## Exercise objective:
Edit the material below by changing every "report the position" to "give the location", keeping everything else the same.

## Record list:
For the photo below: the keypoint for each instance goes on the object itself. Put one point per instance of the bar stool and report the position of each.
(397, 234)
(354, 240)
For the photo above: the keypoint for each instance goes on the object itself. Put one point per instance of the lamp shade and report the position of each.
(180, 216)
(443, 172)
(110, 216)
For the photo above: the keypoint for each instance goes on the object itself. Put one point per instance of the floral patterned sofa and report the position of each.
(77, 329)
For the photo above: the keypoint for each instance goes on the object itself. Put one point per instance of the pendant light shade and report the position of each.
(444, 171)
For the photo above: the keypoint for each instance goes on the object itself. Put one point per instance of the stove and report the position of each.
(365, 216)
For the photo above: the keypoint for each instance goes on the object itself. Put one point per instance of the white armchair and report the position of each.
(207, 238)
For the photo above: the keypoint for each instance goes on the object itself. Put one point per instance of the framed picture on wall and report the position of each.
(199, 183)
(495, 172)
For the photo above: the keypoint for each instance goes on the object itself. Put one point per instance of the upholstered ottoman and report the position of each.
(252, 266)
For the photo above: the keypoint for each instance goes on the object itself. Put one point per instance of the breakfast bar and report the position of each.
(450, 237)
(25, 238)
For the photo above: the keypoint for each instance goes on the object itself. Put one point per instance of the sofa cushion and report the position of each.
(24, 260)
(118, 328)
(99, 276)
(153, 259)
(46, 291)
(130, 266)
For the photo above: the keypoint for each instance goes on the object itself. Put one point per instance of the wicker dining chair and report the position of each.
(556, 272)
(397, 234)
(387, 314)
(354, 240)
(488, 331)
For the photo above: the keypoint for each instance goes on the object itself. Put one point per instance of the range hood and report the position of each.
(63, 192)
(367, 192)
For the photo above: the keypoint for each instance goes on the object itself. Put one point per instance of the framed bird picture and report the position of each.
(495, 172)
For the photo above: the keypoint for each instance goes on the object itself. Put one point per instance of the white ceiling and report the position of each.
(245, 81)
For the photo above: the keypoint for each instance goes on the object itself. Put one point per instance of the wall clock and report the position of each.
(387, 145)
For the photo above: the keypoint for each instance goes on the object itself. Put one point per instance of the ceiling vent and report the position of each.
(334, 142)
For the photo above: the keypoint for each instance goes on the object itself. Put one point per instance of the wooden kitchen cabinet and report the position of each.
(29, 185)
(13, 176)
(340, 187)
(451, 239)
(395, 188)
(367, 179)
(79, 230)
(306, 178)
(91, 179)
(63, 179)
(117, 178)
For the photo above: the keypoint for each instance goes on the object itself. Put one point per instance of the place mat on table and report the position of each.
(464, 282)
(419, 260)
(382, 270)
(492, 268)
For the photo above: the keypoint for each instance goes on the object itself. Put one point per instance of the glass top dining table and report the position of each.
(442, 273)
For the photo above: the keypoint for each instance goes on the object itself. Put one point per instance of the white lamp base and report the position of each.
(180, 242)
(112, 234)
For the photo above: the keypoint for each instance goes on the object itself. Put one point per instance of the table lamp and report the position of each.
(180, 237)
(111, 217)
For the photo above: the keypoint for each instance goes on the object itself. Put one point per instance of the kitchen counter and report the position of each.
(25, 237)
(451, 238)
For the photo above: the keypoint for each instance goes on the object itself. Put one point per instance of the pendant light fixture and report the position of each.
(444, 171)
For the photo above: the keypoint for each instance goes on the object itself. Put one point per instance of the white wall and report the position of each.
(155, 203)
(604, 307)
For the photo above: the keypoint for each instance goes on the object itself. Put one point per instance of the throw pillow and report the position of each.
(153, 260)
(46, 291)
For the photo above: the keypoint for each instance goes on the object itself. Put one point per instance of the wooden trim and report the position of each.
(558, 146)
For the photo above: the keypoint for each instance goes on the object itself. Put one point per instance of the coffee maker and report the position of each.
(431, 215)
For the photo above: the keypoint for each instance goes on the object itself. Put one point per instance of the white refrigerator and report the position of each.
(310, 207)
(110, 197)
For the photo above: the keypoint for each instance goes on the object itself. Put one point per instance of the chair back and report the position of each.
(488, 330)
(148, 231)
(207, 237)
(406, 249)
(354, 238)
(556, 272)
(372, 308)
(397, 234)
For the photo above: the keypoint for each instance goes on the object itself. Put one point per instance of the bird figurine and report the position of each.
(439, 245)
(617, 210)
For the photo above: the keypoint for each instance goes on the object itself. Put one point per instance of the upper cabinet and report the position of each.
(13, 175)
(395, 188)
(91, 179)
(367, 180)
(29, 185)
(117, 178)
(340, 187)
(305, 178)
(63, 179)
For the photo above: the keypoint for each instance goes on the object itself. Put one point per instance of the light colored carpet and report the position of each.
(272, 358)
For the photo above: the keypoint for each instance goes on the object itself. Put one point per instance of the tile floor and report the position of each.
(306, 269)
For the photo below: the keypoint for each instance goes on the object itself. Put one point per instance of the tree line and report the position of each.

## Exercise response:
For the photo below: the keypoint for each instance goes on the object itself. Put one point per instance of the bar stool and give the location of each.
(397, 234)
(354, 240)
For the photo above: the keypoint for each instance goes on the object itself. Put one point per instance of the lamp shade and give the location of each.
(180, 216)
(443, 172)
(110, 216)
For the photo above: the keypoint for each instance goes on the object itself. Put one point per instance of the floral patterned sofa and give the location of each.
(77, 329)
For the photo above: the keypoint for each instance goes on the object itself. Put one point per instance of the pendant light shade and give the location of each.
(444, 171)
For the photo above: the keypoint for each instance goes on the object itself. Put one point per instance of the stove and give the location of each.
(365, 216)
For the photo above: the keypoint for each instance goes on the object itself. Put one point per instance of the white armchair and give the location of each.
(207, 238)
For the photo above: the keypoint for each instance goes on the object itself. Put one point per instance of the framed picture on wall and give the location of each.
(199, 183)
(495, 172)
For the photo above: the keypoint for each instance goes on the object itself. Put one point per instance of the upholstered ottoman and give the location of each.
(252, 266)
For the photo above: the keypoint for each instance goes on the object itself. Put one point per instance of the breakfast bar and give the location of each.
(450, 237)
(25, 238)
For the photo above: the keypoint for each instance goes on the object itself. Put one point per instance of the sofa cushion and give the location of each.
(24, 260)
(118, 328)
(99, 276)
(153, 259)
(46, 291)
(130, 266)
For the photo above: the keypoint for each instance goes on the object itself. Put one point per instance of the wicker dining chair and give the location of each.
(556, 272)
(397, 234)
(387, 314)
(354, 240)
(488, 331)
For the photo above: the keypoint for each instance goes on the object itself. Put one point per instance of the range hood and give the location of each.
(63, 192)
(367, 192)
For the photo above: the keypoint for each instance goes on the object itself. Put one point per instance of the framed bird picture and give the location of each.
(495, 172)
For the photo above: the keypoint for each instance goes on the object itself. Put one point per instance of the white ceiling and give the location of each.
(245, 81)
For the photo above: the keypoint for each instance goes on the object itself. Put one point per instance of the wall clock and give the location of each.
(387, 145)
For the photo above: the keypoint for each instance goes on the object itself. Put one point per instance of the ceiling vent and give the location of each.
(334, 142)
For the photo above: the keypoint for each instance goes on the object itself. Put one point per instance of the wooden kitchen cabinet and give the location of each.
(29, 185)
(13, 176)
(340, 187)
(451, 239)
(395, 188)
(367, 179)
(79, 230)
(306, 178)
(91, 179)
(63, 179)
(117, 178)
For the photo above: the keypoint for each instance goes on the object itself. Put one point per instance of the place mat on table and give the location of each.
(464, 282)
(419, 260)
(382, 270)
(492, 268)
For the photo above: the keypoint for each instance goes on the object itself. Put one point per instance of the glass top dining table and give the location of each.
(442, 273)
For the photo above: the keypoint for each instance goes on the object itself. Put one point per instance of the white lamp base and give the location of each.
(180, 242)
(112, 234)
For the photo above: the keypoint for each instance goes on the object itself. Put one point per instance of the table lamp and give the location of each.
(180, 237)
(111, 217)
For the photo above: the keypoint for each instance goes on the object itself. Put one point per instance of the kitchen counter and give the location of each.
(25, 237)
(451, 238)
For the photo above: the keypoint for each instance goes on the object itself. Put one point per instance of the pendant light fixture and give the location of each.
(444, 171)
For the photo above: the keypoint for each instance goes on the object itself. Put one point per instance of the white wall and give the location of each.
(155, 203)
(604, 307)
For the photo above: the keypoint for each instance goes on the object itself. Put one point per instance of the throw pillow and give the location of each.
(153, 260)
(46, 291)
For the photo above: the keypoint for each instance goes on the object itself. Put one point per instance of the wooden trim and give the location of each.
(558, 146)
For the photo above: the keypoint for each instance goes on the object itself. Put one point per instance of the coffee maker and give the location of each.
(431, 215)
For the photo above: the keypoint for each instance goes on the object itself. Put one point per instance of the white refrigerator and give the location of each.
(310, 207)
(110, 197)
For the photo above: the keypoint for each instance goes on the object itself. Put one point per instance of the chair back and give the location of each.
(488, 330)
(148, 231)
(207, 237)
(406, 249)
(354, 238)
(556, 272)
(372, 308)
(397, 234)
For the photo above: the keypoint for each instance goes on the object itself. Put one point per instance of the bird figurine and give the location of each.
(439, 245)
(617, 210)
For the photo above: the keypoint for each instance goes on the object itself. Put one point per instance of the upper cabinet and give the location of each.
(13, 175)
(395, 188)
(91, 179)
(367, 180)
(29, 185)
(117, 178)
(340, 187)
(305, 178)
(63, 179)
For the photo above: the keypoint for each instance goes on the object itself. Put one point per instance of the light colored carpet and give the location of each.
(272, 358)
For the photo above: the keypoint for each instance goes on the object itself. Put one point per instance of the tile floor and give the location of each.
(306, 269)
For the photo below: the keypoint for each instance goes on the object itself. Put one point per instance of the tree line and give the location of each.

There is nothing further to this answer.